_EXCERTO SELECIONADO:_
###
Print version ISSN 0871-9187

Rev. Port. de Educação vol.26 no.1 Braga  2013

 

Barros, R. (2011). Genealogia dos conceitos em Educação de Adultos: Da Educação Permanente à Aprendizagem ao Longo da Vida – Um estudo sobre os fundamentos político-pedagógicos da prática educacional. Lisboa: Chiado Editora

 

Dora Cristina Valério de Jesus Luís

Centro Comunitário de Estoi

 

O livro de Rosanna Barros aqui recenseado é provido de um forte, e nunca oculto, posicionamento político relativamente à prática educacional, em geral, e à prática educacional de adultos, em particular, entendida esta em todas as suas dimensões. A Autora recusa a possibilidade de existência de um olhar despolitizado sobre os conceitos críticos e pedagógicos do campo da educação de adultos, alertando, de forma muito sustentada, para o processo de “ressemantização política” (p. 20) que, nas últimas décadas, tem atingido o quadro crítico e conceptual deste campo, assumindo-se como defensora de uma educação de adultos em contracorrente, em que as prioridades sejam a apologia da democracia solidária e a transformação social em benefício de cada ser humano e da sociedade, em geral.

A obra organiza-se em duas partes: na I Parte, são abordadas analiticamente questões de heurística na Educação de Adultos, estabelecendo-se um mapa (inter)nacional dos conceitos e fundamentos educacionais gerais. Nessa análise, são definidos os conceitos de educação, formação, aprendizagem, ensino e desenvolvimento como sendo nucleares na área global da educação e estabelece-se entre eles ordens de relação preferenciais que foram conceptualmente contextualizadas a bem da clarificação do conceito de educação de adultos, até porque “os conceitos servem … a comunicação” (p. 21). No que se refere à educação de adultos, em particular, os conceitos centrais são os de adulto/adultez, experiencial, formal, não formal e informal.

O argumento, nesta I Parte, reclama a “metamorfose discursiva”, a “flutuação terminológica” e a “insuficiente teorização” (p. 40) como os principais fatores responsáveis pela manipulação discursiva a que, defende-se, a identidade da educação de adultos tem sido sujeita.

Na II Parte, Rosanna Barros aporta a genealogia dos conceitos em Educação de Adultos, percorrendo e problematizando (inter)nacionalmente perspetivas político-filosóficas estruturantes do setor. Assim, nesta obra problematiza-se aqueles que se consideram ser os binómios conceptuais fundamentais na educação de adultos, nomeadamente, educação permanente, sociedade da aprendizagem, organização qualificante e aprendizagem ao longo da vida, lançando a dúvida de que a educação cumpra atualmente a sua dupla missão de, por um lado, potenciar o enraizamento de cada indivíduo à ordem social que o precede e, por outro, impulsionar a transformação do indivíduo e da sociedade.
###
Entradas de anotação de coordenadas:
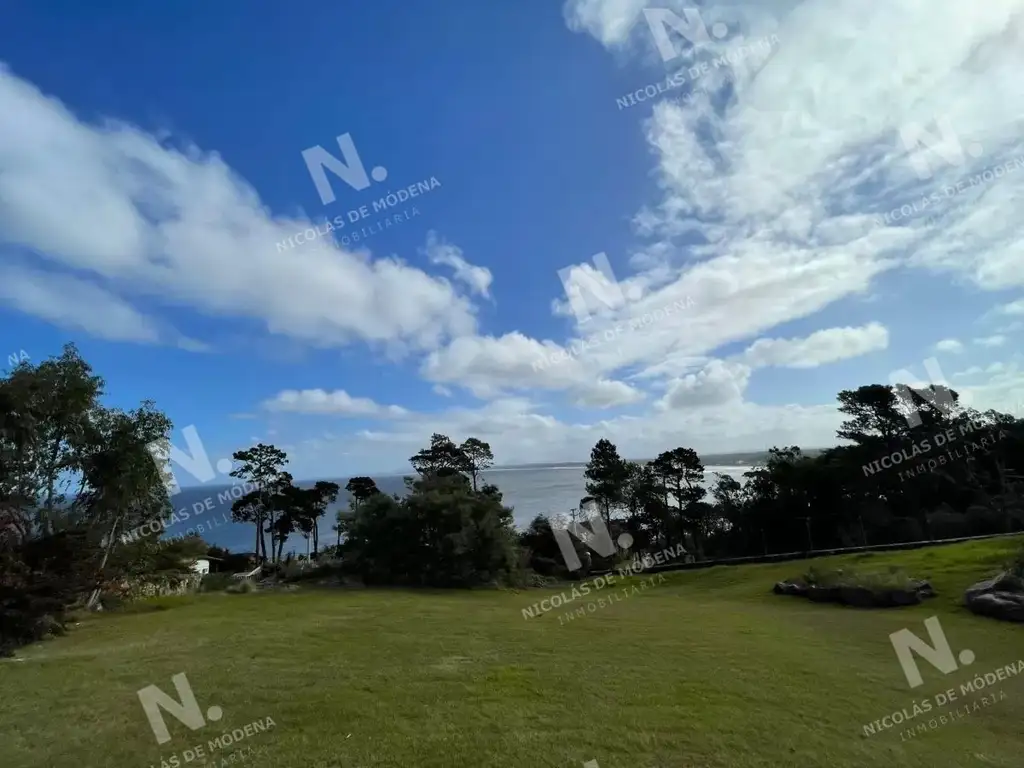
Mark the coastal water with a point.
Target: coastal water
(529, 491)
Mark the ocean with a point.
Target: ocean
(529, 491)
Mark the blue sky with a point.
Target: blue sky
(151, 160)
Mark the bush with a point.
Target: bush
(216, 582)
(241, 587)
(442, 534)
(1017, 566)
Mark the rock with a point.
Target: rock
(858, 597)
(903, 597)
(1008, 606)
(923, 588)
(791, 588)
(1000, 597)
(823, 594)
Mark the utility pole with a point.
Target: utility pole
(810, 542)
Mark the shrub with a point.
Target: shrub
(893, 579)
(216, 582)
(241, 587)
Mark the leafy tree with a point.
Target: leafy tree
(443, 457)
(682, 473)
(262, 466)
(359, 488)
(606, 475)
(478, 457)
(442, 534)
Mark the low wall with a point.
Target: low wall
(786, 556)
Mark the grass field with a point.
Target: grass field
(706, 669)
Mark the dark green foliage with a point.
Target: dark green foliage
(442, 534)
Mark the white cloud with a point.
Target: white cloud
(719, 383)
(949, 345)
(179, 227)
(991, 341)
(76, 304)
(819, 348)
(1015, 308)
(476, 278)
(338, 402)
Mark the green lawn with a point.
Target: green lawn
(707, 669)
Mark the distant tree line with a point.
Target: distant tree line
(75, 474)
(916, 466)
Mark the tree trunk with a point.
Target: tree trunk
(102, 564)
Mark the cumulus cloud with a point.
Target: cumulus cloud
(991, 341)
(338, 402)
(177, 226)
(719, 383)
(819, 348)
(477, 279)
(949, 345)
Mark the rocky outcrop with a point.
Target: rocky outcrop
(1000, 597)
(858, 596)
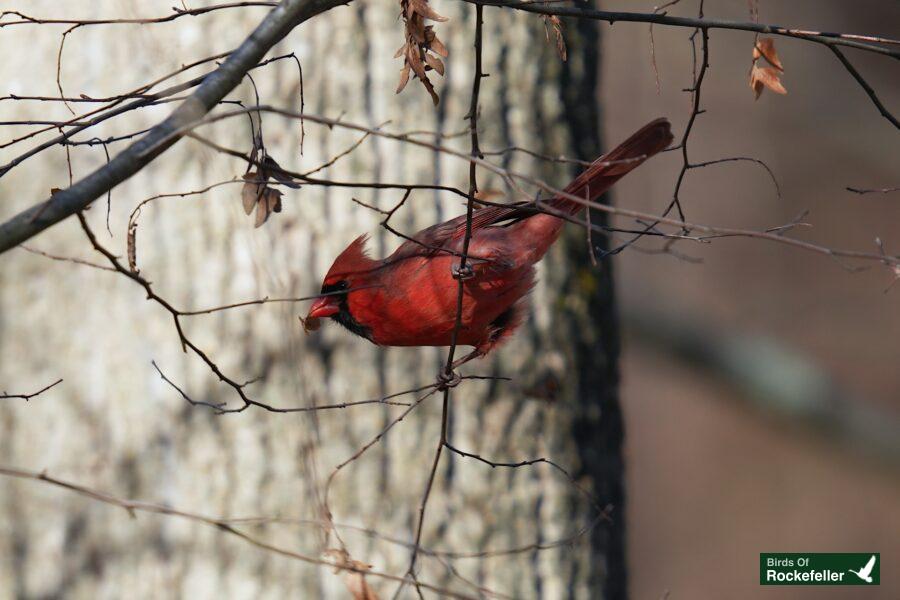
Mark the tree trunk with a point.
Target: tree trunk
(115, 425)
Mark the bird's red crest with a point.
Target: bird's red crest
(353, 260)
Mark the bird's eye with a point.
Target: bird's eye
(338, 286)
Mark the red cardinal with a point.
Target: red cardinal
(410, 297)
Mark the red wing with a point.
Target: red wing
(449, 234)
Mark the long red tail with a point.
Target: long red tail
(612, 166)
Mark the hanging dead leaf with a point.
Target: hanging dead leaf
(420, 46)
(131, 246)
(488, 195)
(435, 63)
(269, 203)
(252, 190)
(404, 78)
(552, 22)
(766, 77)
(355, 580)
(310, 324)
(765, 47)
(762, 78)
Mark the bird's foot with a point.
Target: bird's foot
(462, 273)
(447, 380)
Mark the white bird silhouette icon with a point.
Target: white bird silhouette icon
(866, 572)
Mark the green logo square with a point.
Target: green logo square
(820, 568)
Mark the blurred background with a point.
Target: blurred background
(722, 467)
(759, 387)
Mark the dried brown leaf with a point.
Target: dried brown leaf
(269, 203)
(422, 8)
(765, 47)
(310, 324)
(420, 42)
(131, 246)
(404, 78)
(435, 63)
(552, 22)
(355, 580)
(488, 195)
(766, 77)
(251, 191)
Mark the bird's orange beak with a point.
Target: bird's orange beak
(324, 307)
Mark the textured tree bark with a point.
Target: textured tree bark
(114, 424)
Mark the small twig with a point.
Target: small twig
(27, 397)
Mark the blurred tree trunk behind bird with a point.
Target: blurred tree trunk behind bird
(115, 425)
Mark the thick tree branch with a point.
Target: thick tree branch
(214, 88)
(860, 42)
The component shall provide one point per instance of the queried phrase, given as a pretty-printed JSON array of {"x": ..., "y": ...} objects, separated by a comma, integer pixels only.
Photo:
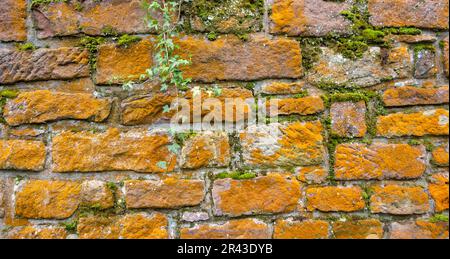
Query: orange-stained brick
[
  {"x": 431, "y": 122},
  {"x": 333, "y": 198},
  {"x": 379, "y": 161},
  {"x": 46, "y": 199},
  {"x": 22, "y": 155},
  {"x": 233, "y": 229},
  {"x": 358, "y": 229},
  {"x": 274, "y": 193},
  {"x": 399, "y": 200},
  {"x": 308, "y": 229},
  {"x": 167, "y": 193}
]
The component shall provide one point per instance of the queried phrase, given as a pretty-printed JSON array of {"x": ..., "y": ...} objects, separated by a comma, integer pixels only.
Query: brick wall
[{"x": 361, "y": 89}]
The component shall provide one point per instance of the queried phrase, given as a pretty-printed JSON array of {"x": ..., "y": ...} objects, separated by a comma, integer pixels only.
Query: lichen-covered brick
[
  {"x": 167, "y": 193},
  {"x": 47, "y": 199},
  {"x": 274, "y": 193},
  {"x": 233, "y": 229},
  {"x": 307, "y": 229},
  {"x": 379, "y": 161},
  {"x": 430, "y": 122},
  {"x": 335, "y": 198},
  {"x": 399, "y": 200}
]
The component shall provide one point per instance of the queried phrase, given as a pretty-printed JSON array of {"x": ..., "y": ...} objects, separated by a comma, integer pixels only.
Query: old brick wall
[{"x": 362, "y": 91}]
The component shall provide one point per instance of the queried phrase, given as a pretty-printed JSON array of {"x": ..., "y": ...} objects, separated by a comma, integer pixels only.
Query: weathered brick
[
  {"x": 379, "y": 161},
  {"x": 208, "y": 149},
  {"x": 96, "y": 193},
  {"x": 358, "y": 229},
  {"x": 309, "y": 17},
  {"x": 112, "y": 150},
  {"x": 46, "y": 199},
  {"x": 289, "y": 106},
  {"x": 348, "y": 119},
  {"x": 293, "y": 144},
  {"x": 432, "y": 14},
  {"x": 431, "y": 122},
  {"x": 30, "y": 232},
  {"x": 308, "y": 229},
  {"x": 410, "y": 95},
  {"x": 13, "y": 16},
  {"x": 420, "y": 229},
  {"x": 167, "y": 193},
  {"x": 130, "y": 226},
  {"x": 233, "y": 229},
  {"x": 22, "y": 155},
  {"x": 274, "y": 193},
  {"x": 230, "y": 58},
  {"x": 438, "y": 188},
  {"x": 374, "y": 67},
  {"x": 43, "y": 64},
  {"x": 332, "y": 198},
  {"x": 90, "y": 17},
  {"x": 117, "y": 65},
  {"x": 43, "y": 105},
  {"x": 399, "y": 200}
]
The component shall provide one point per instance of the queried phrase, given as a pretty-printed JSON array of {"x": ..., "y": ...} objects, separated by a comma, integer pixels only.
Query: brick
[
  {"x": 236, "y": 16},
  {"x": 274, "y": 193},
  {"x": 230, "y": 58},
  {"x": 167, "y": 193},
  {"x": 130, "y": 226},
  {"x": 208, "y": 149},
  {"x": 439, "y": 191},
  {"x": 431, "y": 122},
  {"x": 22, "y": 155},
  {"x": 138, "y": 150},
  {"x": 309, "y": 17},
  {"x": 358, "y": 229},
  {"x": 43, "y": 64},
  {"x": 292, "y": 144},
  {"x": 116, "y": 65},
  {"x": 379, "y": 161},
  {"x": 30, "y": 232},
  {"x": 348, "y": 119},
  {"x": 399, "y": 200},
  {"x": 13, "y": 16},
  {"x": 420, "y": 229},
  {"x": 333, "y": 198},
  {"x": 410, "y": 95},
  {"x": 307, "y": 229},
  {"x": 43, "y": 105},
  {"x": 89, "y": 17},
  {"x": 233, "y": 229},
  {"x": 298, "y": 106},
  {"x": 431, "y": 14},
  {"x": 46, "y": 199},
  {"x": 96, "y": 194}
]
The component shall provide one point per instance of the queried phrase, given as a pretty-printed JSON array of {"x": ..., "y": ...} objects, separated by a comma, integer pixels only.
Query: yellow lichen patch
[
  {"x": 22, "y": 155},
  {"x": 399, "y": 200},
  {"x": 308, "y": 229},
  {"x": 233, "y": 229},
  {"x": 112, "y": 150},
  {"x": 143, "y": 226},
  {"x": 300, "y": 106},
  {"x": 332, "y": 198},
  {"x": 379, "y": 161},
  {"x": 433, "y": 122},
  {"x": 43, "y": 105},
  {"x": 274, "y": 193},
  {"x": 168, "y": 193},
  {"x": 359, "y": 229},
  {"x": 439, "y": 191},
  {"x": 42, "y": 199}
]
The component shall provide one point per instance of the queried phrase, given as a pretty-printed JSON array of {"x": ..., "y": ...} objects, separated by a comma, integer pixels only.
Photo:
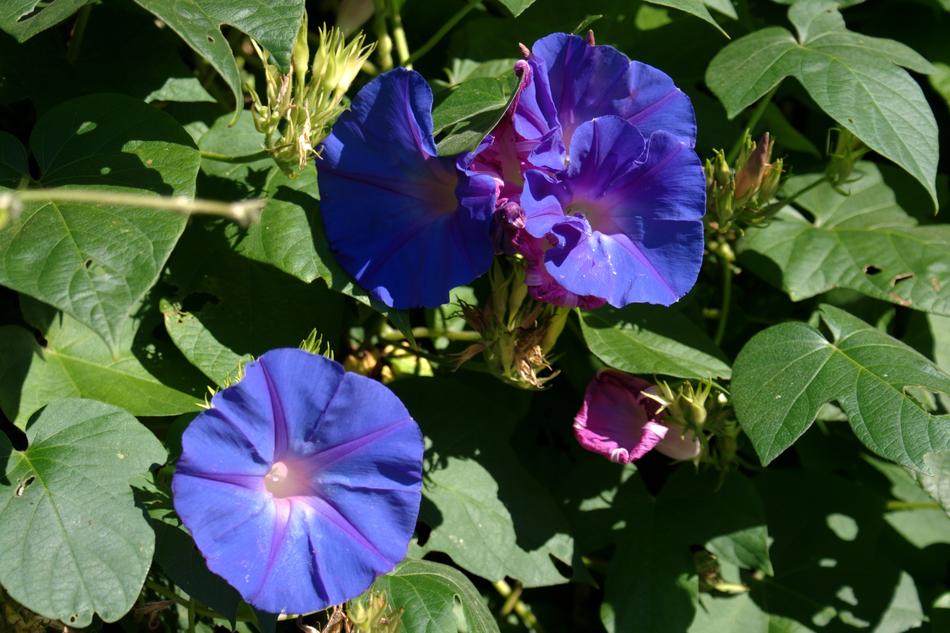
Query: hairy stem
[
  {"x": 243, "y": 212},
  {"x": 753, "y": 121},
  {"x": 522, "y": 610},
  {"x": 241, "y": 158},
  {"x": 79, "y": 31},
  {"x": 424, "y": 332}
]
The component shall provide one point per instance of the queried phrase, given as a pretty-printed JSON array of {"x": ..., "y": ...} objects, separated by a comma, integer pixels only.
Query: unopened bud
[{"x": 752, "y": 170}]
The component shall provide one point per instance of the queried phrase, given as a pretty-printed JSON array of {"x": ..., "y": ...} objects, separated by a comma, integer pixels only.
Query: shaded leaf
[
  {"x": 856, "y": 79},
  {"x": 485, "y": 510},
  {"x": 785, "y": 373},
  {"x": 13, "y": 161},
  {"x": 291, "y": 238},
  {"x": 25, "y": 18},
  {"x": 517, "y": 7},
  {"x": 644, "y": 339},
  {"x": 72, "y": 541},
  {"x": 698, "y": 9},
  {"x": 96, "y": 261},
  {"x": 217, "y": 322},
  {"x": 472, "y": 110},
  {"x": 434, "y": 597},
  {"x": 859, "y": 239},
  {"x": 652, "y": 584},
  {"x": 272, "y": 23},
  {"x": 145, "y": 377}
]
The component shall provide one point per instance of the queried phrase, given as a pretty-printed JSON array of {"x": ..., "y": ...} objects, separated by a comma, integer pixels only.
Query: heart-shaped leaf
[
  {"x": 72, "y": 542},
  {"x": 786, "y": 373},
  {"x": 96, "y": 261},
  {"x": 856, "y": 79},
  {"x": 860, "y": 239}
]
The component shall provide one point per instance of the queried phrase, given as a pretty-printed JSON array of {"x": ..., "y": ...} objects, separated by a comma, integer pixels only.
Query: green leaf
[
  {"x": 937, "y": 484},
  {"x": 291, "y": 238},
  {"x": 25, "y": 18},
  {"x": 72, "y": 541},
  {"x": 235, "y": 137},
  {"x": 472, "y": 110},
  {"x": 785, "y": 373},
  {"x": 517, "y": 7},
  {"x": 217, "y": 323},
  {"x": 856, "y": 79},
  {"x": 651, "y": 583},
  {"x": 145, "y": 377},
  {"x": 696, "y": 8},
  {"x": 272, "y": 23},
  {"x": 96, "y": 261},
  {"x": 13, "y": 161},
  {"x": 842, "y": 522},
  {"x": 485, "y": 510},
  {"x": 940, "y": 80},
  {"x": 434, "y": 597},
  {"x": 644, "y": 339},
  {"x": 860, "y": 239}
]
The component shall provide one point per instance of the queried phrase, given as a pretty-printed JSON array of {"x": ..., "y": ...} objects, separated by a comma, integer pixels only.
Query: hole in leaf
[
  {"x": 23, "y": 485},
  {"x": 198, "y": 300},
  {"x": 16, "y": 435},
  {"x": 902, "y": 277},
  {"x": 33, "y": 13}
]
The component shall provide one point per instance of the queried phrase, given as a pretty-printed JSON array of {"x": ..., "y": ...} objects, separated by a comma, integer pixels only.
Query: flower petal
[
  {"x": 631, "y": 228},
  {"x": 592, "y": 81},
  {"x": 615, "y": 420},
  {"x": 407, "y": 224},
  {"x": 300, "y": 548}
]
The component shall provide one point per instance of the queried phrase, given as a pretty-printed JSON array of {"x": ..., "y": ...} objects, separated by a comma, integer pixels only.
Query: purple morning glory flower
[
  {"x": 596, "y": 154},
  {"x": 587, "y": 81},
  {"x": 618, "y": 421},
  {"x": 301, "y": 484},
  {"x": 408, "y": 224},
  {"x": 625, "y": 217}
]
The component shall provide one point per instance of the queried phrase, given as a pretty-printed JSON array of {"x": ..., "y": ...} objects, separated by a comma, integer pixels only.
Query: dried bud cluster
[
  {"x": 299, "y": 111},
  {"x": 741, "y": 194},
  {"x": 517, "y": 331}
]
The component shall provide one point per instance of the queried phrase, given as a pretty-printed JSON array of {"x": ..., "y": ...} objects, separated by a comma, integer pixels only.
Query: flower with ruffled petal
[
  {"x": 301, "y": 484},
  {"x": 409, "y": 225},
  {"x": 618, "y": 421},
  {"x": 625, "y": 217},
  {"x": 598, "y": 152}
]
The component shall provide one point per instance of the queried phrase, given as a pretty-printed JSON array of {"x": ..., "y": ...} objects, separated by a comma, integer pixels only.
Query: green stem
[
  {"x": 191, "y": 615},
  {"x": 424, "y": 332},
  {"x": 384, "y": 43},
  {"x": 726, "y": 263},
  {"x": 399, "y": 38},
  {"x": 753, "y": 121},
  {"x": 243, "y": 212},
  {"x": 520, "y": 608},
  {"x": 72, "y": 52},
  {"x": 241, "y": 158},
  {"x": 448, "y": 26},
  {"x": 912, "y": 505}
]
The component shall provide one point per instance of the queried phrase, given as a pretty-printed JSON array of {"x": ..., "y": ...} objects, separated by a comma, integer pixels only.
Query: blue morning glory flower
[
  {"x": 408, "y": 224},
  {"x": 301, "y": 484},
  {"x": 625, "y": 216},
  {"x": 596, "y": 155}
]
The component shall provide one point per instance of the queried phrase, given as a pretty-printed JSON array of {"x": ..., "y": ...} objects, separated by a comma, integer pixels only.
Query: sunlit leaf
[
  {"x": 72, "y": 542},
  {"x": 785, "y": 373}
]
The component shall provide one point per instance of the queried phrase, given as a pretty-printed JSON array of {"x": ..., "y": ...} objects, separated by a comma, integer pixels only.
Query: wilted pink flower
[{"x": 617, "y": 420}]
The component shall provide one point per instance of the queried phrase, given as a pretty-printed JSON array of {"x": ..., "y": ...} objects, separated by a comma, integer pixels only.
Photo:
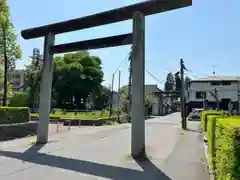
###
_DESAFIOS PROPOSTOS:_
1) Segundo a recensão, quais são os conceitos centrais no que se refere à educação de adultos em particular?
2) Transcreva da recensão tudo o que vai desde "Dora Cristina Valério" até "sociedade, em geral.".
3) Reescreva em forma de lista o parágrafo da recensão que começa por "A obra organiza-se em duas partes", mantendo os factos principais.
As linhas não têm qualquer relação com a recensão.

_RESPOSTAS POR TAREFA:_
1) Adulto/adultez, experiencial, formal, não formal e informal.

2)
Dora Cristina Valério de Jesus Luís

Centro Comunitário de Estoi

 

O livro de Rosanna Barros aqui recenseado é provido de um forte, e nunca oculto, posicionamento político relativamente à prática educacional, em geral, e à prática educacional de adultos, em particular, entendida esta em todas as suas dimensões. A Autora recusa a possibilidade de existência de um olhar despolitizado sobre os conceitos críticos e pedagógicos do campo da educação de adultos, alertando, de forma muito sustentada, para o processo de “ressemantização política” (p. 20) que, nas últimas décadas, tem atingido o quadro crítico e conceptual deste campo, assumindo-se como defensora de uma educação de adultos em contracorrente, em que as prioridades sejam a apologia da democracia solidária e a transformação social em benefício de cada ser humano e da sociedade, em geral.

3)
- A obra divide-se em duas partes.
- A I Parte trata analiticamente questões de heurística na Educação de Adultos e traça um mapa (inter)nacional dos conceitos e fundamentos educacionais gerais.
- Define como nucleares na área global da educação os conceitos de educação, formação, aprendizagem, ensino e desenvolvimento.
- Estabelece entre esses conceitos relações preferenciais para clarificar o conceito de educação de adultos.
- Na educação de adultos, os conceitos centrais são adulto/adultez, experiencial, formal, não formal e informal.